[BEGIN Supplied text]

Density
In v2.0 and greater L2 files, Ne and Ni are generally reliable. Exceptions include:
- periods for which internally generated DES phototelectrons could not be completely removed;
- periods when the spacecraft potential is very high and the spacecraft potential correction needs individual work; and
- at very low DES densities, when the spurious photoelectron signal is removed, the resulting density value can be obviously nonphysical; do not use FPI density moments when the corresponding quality flag is 1. (Quality Flag bit 7). <-- this is a known limitation that will be addressed in the next software release.

[END Supplied text]
[BEGIN Supplied material]

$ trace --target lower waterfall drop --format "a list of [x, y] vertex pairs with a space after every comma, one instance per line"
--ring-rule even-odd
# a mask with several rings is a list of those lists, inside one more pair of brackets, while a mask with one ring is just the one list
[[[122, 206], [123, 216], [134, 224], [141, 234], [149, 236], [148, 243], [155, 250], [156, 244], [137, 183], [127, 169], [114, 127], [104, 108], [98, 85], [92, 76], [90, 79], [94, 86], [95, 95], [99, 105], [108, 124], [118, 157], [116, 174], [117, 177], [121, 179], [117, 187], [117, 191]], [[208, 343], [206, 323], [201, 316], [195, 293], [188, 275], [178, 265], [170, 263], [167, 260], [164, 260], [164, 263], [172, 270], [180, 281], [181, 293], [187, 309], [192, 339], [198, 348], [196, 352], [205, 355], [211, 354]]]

[END Supplied material]

= What you should do =
According to the density notes, from which version onward are Ne and Ni in L2 files generally reliable?

= Answer for the task =
v2.0 and greater